Увы, изложенные выше взгляды чрезмерно упрощены. Либеральная демократия опирается на обширный список допущений: приоритетность индивидуальных прав перед общественными, разграничение частной и общественной морали, святость личного выбора. Все эти убеждения чужды представителям многих культур[68]. Значит, либеральная демократия, как и любое другое сообщество, опирается на общий набор весьма конкретных принципов. Основа западного общества – единые для всех его членов обязательства по основаниям, правам и справедливости, хотя их общепризнанного определения не существует[69]. Все представления о справедливости и разумности коренятся в системе неких конкретных убеждений о смысле человеческой жизни, которые разделяют далеко не все[70]. Следовательно, идея общества, охватывающего всех и каждого, иллюзорна[71]. Каждое человеческое сообщество придерживается неких общих убеждений, которые неизбежно создают границы, охватывают одних людей и исключают других.

Рассмотрим пример. Представим себе, что один из членов правления местного сообщества геев, лесбиянок и транссексуалов объявляет: «Я получил некий религиозный опыт и теперь убежден, что гомосексуализм – грех». Проходят недели, а он продолжает настаивать на своем. Представим, что член правления местного общества противников гомосексуальных браков объявляет: «Я узнал, что мой сын гей, и считаю, что он имеет полное право сочетаться браком со своим партнером». Какими бы снисходительными и терпимыми ни были представители каждой группы, рано или поздно они скажут: «Вам следует выйти из комитета, поскольку вы не разделяете общие для нас убеждения». Первое из этих сообществ пользуется репутацией открытого для всех, второе – репутацией исключающего, но на практике оба действуют почти одинаково. Каждое опирается на общепринятые убеждения, которые служат границами, охватывают одних и исключают других. Ни то, ни другое не является «узким» – это просто сообщества.

ИЗВЛЕЧЁННЫЕ ДАННЫЕ →
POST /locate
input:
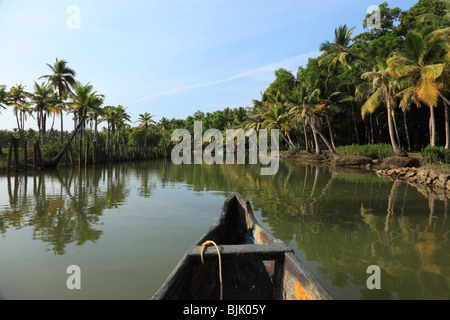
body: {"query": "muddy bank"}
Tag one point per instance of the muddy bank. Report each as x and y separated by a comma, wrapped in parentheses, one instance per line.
(418, 176)
(401, 168)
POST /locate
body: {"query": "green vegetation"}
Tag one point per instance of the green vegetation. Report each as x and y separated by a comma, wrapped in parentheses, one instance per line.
(376, 151)
(385, 85)
(436, 154)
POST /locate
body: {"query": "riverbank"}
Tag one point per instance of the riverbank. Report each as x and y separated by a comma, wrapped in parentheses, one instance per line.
(412, 169)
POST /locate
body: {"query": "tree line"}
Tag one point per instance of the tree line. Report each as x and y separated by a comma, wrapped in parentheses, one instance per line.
(387, 84)
(370, 88)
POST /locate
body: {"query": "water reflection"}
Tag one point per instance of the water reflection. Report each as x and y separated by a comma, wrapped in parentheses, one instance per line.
(339, 220)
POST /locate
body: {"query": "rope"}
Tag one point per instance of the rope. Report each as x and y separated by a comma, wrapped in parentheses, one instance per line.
(204, 245)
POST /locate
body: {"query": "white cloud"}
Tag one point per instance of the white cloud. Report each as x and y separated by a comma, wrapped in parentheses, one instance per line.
(263, 73)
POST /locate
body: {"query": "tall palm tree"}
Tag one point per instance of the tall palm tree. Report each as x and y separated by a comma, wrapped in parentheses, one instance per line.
(44, 101)
(62, 79)
(277, 115)
(83, 100)
(122, 117)
(341, 52)
(109, 115)
(312, 117)
(383, 82)
(18, 99)
(422, 63)
(3, 97)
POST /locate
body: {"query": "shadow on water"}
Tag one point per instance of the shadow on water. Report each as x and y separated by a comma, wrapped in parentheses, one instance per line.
(341, 220)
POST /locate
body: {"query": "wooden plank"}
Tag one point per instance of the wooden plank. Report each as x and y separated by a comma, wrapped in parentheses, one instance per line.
(242, 252)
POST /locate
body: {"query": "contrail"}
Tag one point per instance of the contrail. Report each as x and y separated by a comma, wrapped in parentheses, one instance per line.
(292, 62)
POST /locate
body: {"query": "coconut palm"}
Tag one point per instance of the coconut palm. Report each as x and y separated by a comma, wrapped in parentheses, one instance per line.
(3, 97)
(122, 117)
(277, 115)
(383, 82)
(340, 50)
(422, 63)
(61, 80)
(83, 100)
(313, 117)
(145, 122)
(18, 99)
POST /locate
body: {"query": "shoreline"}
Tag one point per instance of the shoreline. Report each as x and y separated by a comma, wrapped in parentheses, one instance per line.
(409, 169)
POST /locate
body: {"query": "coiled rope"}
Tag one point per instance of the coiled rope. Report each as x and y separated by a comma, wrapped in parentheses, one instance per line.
(204, 245)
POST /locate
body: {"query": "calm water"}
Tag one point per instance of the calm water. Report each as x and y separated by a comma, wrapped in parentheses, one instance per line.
(126, 226)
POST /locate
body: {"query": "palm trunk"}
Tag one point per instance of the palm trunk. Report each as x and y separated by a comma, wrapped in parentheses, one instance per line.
(405, 123)
(316, 141)
(396, 129)
(306, 138)
(331, 132)
(52, 163)
(447, 126)
(432, 127)
(397, 150)
(328, 144)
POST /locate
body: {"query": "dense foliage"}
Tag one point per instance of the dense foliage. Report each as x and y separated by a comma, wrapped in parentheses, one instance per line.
(387, 85)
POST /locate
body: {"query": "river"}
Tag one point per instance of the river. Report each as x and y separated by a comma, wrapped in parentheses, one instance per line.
(127, 225)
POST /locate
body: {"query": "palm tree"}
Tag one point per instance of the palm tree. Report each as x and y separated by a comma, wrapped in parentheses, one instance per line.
(312, 117)
(3, 97)
(341, 52)
(18, 99)
(121, 118)
(383, 82)
(422, 63)
(145, 122)
(62, 79)
(45, 101)
(277, 115)
(109, 115)
(83, 100)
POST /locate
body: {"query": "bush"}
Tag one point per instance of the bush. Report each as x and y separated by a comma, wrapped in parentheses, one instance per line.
(375, 151)
(436, 154)
(50, 150)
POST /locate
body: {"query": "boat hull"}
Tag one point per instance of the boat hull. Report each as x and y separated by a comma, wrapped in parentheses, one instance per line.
(254, 264)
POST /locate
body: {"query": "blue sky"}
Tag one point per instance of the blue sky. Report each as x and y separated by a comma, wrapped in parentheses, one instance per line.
(169, 58)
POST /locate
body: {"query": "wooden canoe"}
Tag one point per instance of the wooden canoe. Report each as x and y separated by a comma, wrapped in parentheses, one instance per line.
(254, 264)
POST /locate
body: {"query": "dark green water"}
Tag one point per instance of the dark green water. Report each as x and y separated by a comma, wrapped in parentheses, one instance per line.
(126, 226)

ЗАДАНИЕ → В отрывке о либеральной демократии сказано, что она опирается на обширный список допущений. Назовите все допущения из этого списка. Записи здесь ни при чём.

ОТВЕТ →
- приоритетность индивидуальных прав перед общественными
- разграничение частной и общественной морали
- святость личного выбора